--- START RECORDS FOR THIS EXERCISE ---

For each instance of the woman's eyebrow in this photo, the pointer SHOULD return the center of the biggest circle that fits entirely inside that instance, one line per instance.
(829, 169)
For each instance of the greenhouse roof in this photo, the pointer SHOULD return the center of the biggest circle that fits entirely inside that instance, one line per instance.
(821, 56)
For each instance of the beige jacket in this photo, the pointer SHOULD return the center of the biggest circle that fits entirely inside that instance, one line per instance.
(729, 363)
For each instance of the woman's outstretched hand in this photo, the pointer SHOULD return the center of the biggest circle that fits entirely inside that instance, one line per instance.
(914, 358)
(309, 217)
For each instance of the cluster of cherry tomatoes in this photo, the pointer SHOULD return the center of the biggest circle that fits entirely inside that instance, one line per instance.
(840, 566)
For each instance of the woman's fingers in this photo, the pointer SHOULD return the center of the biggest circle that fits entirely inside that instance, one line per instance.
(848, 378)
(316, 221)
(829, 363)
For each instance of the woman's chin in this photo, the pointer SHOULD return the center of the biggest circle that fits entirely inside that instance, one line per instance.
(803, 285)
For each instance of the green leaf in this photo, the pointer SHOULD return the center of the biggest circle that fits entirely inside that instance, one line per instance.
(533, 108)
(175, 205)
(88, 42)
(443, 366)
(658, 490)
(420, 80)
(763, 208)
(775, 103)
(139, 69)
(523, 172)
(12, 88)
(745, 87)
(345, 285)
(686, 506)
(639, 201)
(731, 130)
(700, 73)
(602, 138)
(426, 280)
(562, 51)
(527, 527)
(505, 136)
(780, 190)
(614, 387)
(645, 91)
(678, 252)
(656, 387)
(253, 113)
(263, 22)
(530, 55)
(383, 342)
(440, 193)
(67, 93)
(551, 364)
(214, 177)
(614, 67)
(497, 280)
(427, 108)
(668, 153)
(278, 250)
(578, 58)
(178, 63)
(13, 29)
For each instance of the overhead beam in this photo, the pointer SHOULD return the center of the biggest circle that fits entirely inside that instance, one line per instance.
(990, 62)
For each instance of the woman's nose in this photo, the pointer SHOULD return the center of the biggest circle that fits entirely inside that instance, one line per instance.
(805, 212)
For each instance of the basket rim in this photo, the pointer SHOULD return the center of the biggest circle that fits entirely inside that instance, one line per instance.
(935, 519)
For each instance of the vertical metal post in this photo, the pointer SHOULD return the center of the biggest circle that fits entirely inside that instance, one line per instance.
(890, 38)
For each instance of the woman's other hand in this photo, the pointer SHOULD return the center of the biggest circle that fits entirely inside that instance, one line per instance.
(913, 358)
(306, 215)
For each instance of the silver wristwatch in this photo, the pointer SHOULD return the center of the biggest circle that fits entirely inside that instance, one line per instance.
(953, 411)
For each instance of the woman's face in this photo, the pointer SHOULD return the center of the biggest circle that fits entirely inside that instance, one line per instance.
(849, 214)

--- END RECORDS FOR THIS EXERCISE ---
--- START RECORDS FOR THIS EXERCISE ---

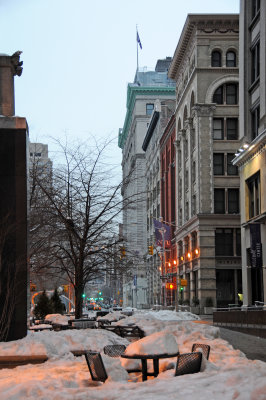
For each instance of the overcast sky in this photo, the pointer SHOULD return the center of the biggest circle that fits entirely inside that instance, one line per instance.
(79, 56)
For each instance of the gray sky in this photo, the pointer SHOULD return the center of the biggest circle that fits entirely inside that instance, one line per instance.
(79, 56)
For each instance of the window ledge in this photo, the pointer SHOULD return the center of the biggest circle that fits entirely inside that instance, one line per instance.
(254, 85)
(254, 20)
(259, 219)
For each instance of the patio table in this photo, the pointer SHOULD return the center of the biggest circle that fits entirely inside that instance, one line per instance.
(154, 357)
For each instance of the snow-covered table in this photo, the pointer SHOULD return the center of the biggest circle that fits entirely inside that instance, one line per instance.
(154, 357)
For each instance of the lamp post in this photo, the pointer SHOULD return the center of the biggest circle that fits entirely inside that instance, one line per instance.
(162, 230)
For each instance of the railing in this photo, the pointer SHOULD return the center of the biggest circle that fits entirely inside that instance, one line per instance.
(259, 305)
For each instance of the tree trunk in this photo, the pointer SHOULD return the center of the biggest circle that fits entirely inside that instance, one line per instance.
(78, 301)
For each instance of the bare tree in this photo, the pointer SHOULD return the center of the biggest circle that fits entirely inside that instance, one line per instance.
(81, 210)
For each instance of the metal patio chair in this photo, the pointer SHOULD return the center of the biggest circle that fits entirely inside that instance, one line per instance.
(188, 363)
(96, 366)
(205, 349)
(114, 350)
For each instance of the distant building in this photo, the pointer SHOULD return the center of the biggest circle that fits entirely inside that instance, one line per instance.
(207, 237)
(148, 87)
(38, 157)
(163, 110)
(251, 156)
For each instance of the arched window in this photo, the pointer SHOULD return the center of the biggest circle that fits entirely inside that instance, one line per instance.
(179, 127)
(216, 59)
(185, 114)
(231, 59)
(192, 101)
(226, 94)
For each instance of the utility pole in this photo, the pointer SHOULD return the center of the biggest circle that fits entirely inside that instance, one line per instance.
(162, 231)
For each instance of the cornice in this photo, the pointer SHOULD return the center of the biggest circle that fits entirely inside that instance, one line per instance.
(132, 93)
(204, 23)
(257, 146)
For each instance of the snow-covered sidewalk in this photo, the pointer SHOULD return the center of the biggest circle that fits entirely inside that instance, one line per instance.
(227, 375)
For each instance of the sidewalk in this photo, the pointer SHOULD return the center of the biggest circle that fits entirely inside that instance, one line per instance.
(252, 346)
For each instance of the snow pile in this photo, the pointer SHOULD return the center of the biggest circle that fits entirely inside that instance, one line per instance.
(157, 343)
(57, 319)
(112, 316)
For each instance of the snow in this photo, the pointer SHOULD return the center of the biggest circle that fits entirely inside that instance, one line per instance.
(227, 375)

--- END RECORDS FOR THIS EXERCISE ---

:: STATED PROBLEM ::
Which lines of the items above contain the word "window"? Extract each of those lines in full.

:: ANSWER ::
For each instance of the window ledge in this photo, the pointer SHOULD return the center of the biggest circle that fits entirely inside that instance, one line per instance.
For each instance of the arched window in this photo, the pointer SHOULD return the center of the biggest circle that fits entirely inside that instance, one line per instance.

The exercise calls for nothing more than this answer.